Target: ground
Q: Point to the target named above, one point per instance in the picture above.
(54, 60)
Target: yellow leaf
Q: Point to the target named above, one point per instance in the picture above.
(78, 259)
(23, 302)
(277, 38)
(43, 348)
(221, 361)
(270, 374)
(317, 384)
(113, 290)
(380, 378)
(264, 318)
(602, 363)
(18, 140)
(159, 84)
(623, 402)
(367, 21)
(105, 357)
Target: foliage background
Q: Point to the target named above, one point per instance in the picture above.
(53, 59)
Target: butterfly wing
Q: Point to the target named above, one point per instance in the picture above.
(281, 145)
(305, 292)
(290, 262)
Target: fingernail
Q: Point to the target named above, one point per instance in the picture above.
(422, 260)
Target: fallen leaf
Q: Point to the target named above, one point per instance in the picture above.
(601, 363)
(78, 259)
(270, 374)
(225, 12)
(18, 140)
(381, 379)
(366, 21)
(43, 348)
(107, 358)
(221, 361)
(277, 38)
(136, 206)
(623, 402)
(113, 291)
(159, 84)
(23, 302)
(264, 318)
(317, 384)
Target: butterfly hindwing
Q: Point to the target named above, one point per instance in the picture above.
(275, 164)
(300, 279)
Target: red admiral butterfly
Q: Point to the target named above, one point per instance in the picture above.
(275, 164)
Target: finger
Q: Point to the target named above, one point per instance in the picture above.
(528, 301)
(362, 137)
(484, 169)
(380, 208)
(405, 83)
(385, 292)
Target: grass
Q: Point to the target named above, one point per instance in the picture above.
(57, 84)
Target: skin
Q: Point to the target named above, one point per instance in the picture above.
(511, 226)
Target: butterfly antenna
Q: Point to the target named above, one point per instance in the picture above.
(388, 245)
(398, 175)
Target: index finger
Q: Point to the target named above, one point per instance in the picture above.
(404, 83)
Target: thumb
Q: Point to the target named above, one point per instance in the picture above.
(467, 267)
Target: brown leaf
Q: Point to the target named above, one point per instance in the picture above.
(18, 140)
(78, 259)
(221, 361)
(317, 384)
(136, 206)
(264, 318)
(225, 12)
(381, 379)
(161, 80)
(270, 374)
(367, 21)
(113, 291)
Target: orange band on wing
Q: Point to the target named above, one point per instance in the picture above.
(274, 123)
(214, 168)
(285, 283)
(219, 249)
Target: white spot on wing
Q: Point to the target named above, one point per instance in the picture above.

•••••

- _SHORT EXERCISE_: Copy the material from the line with "Target: red admiral butterfly" through the end, swapping "wing" for "forewing" and leaving everything else unchanged.

- _WRITTEN ANSWER_:
Target: red admiral butterfly
Q: Point to the target named above, one point per instance in the picture above.
(275, 164)
Target: finger
Q: Point to the target named above, one point per instance in the picture above.
(528, 301)
(362, 137)
(484, 169)
(380, 208)
(405, 83)
(385, 292)
Target: grass
Q: Point to the target named above, one point per instance in the picture above.
(57, 84)
Target: skin
Q: Point to the target named above, one point per instance in the picture above.
(511, 226)
Target: butterfly antenna
Q: Point to the target named above, one point per instance in the picture above.
(388, 245)
(398, 175)
Target: index finger
Q: Point to the target named above, one point per instance in the picture above.
(404, 83)
Target: thumb
Q: Point to the target named above, one point per instance in the picture above.
(467, 267)
Target: brown leaf
Q: Point to the target named above, one point per instance in the picture above.
(18, 140)
(78, 259)
(221, 361)
(317, 384)
(136, 206)
(264, 318)
(225, 12)
(381, 379)
(161, 80)
(270, 374)
(367, 21)
(113, 291)
Target: orange band on forewing
Q: Point to the target named above, one point per instance in the picture above.
(274, 123)
(214, 168)
(285, 283)
(219, 249)
Target: white spot on forewing
Q: Point to the target named above, one point per instance in the picture above.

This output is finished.